I’ve got a gripe and I recognize it’s not very nice considering it’s about people I sit next to … in a chapel … when I’m there to pray.

Remember the “close-talker” in the show Seinfeld, who got right up in other people’s faces during conversations?

Well, I’m about to go bananas about what I’ll call “close-sitters.”

Almost every morning I spend about 15 minutes inside our church’s prayer chapel after I drop my kids off at school. I love starting my day in a bit of peace.

I know the good Lord told us to love Him by loving others, but y’all, let me paint the scene and I think you’ll understand.
Picture a fair-sized chapel that could seat about 100 people. At that time of morning, there are usually five to 10 other people, mostly regulars like myself, who come in and sit in silent prayer.

There is plenty of room. There is oh-so-plenty of room.

But at least once a week, someone comes and sits right next to me. As in, we can easily touch without extending arms. They aren’t coming over to chat because at our church, it’s understood that visiting happens in the vestibule, not in the silent chapel.

Even worse – sometimes someone sits down right behind me, pulling out the kneeler to pray and, in effect, breathing down my neck.

I feel certain the close-sitters have no intention of annoying me, and most of the time I’d rather be uncomfortable than rude, but I’ve gotten to where I’ll get up and move several rows away … seeing as there are plenty of empty rows.

• **GOAL**: Quote the piece about close-sitters in the prayer chapel in full, word for word.

• **RECORD EXTRACTS**:
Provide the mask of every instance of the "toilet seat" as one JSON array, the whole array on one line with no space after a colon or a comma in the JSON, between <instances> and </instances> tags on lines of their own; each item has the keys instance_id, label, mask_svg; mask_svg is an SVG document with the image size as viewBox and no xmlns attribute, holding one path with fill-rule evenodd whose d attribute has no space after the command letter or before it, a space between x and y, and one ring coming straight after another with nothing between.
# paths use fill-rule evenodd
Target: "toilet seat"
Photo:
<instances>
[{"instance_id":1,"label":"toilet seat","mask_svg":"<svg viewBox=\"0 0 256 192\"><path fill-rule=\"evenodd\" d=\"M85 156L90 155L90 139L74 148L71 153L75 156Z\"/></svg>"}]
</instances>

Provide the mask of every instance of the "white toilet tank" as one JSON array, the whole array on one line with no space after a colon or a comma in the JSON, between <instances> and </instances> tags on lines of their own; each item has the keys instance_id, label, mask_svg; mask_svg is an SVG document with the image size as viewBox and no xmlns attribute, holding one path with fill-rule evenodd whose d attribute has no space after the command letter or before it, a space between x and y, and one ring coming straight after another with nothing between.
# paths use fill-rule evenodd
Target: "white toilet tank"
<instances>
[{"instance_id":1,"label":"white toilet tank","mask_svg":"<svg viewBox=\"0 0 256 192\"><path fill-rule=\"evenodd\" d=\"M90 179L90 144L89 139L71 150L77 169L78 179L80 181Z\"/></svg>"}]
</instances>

• **THE COMPLETED TASK**:
I’ve got a gripe and I recognize it’s not very nice considering it’s about people I sit next to … in a chapel … when I’m there to pray.

Remember the “close-talker” in the show Seinfeld, who got right up in other people’s faces during conversations?

Well, I’m about to go bananas about what I’ll call “close-sitters.”

Almost every morning I spend about 15 minutes inside our church’s prayer chapel after I drop my kids off at school. I love starting my day in a bit of peace.

I know the good Lord told us to love Him by loving others, but y’all, let me paint the scene and I think you’ll understand.
Picture a fair-sized chapel that could seat about 100 people. At that time of morning, there are usually five to 10 other people, mostly regulars like myself, who come in and sit in silent prayer.

There is plenty of room. There is oh-so-plenty of room.

But at least once a week, someone comes and sits right next to me. As in, we can easily touch without extending arms. They aren’t coming over to chat because at our church, it’s understood that visiting happens in the vestibule, not in the silent chapel.

Even worse – sometimes someone sits down right behind me, pulling out the kneeler to pray and, in effect, breathing down my neck.

I feel certain the close-sitters have no intention of annoying me, and most of the time I’d rather be uncomfortable than rude, but I’ve gotten to where I’ll get up and move several rows away … seeing as there are plenty of empty rows.